-- START OF THE INPUT --

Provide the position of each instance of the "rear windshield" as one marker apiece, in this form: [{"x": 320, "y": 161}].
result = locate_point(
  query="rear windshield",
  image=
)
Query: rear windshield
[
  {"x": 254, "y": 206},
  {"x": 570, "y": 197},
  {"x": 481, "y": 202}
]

-- END OF THE INPUT --

# YOUR OBJECTIVE
Can you reproduce each of the rows above verbatim, without changing a single character?

# FINISHED ANSWER
Provide the position of each instance of the "rear windshield" as one marker apiece, in this form: [{"x": 320, "y": 161}].
result = locate_point(
  query="rear windshield",
  image=
)
Query: rear windshield
[
  {"x": 254, "y": 206},
  {"x": 570, "y": 197},
  {"x": 481, "y": 202}
]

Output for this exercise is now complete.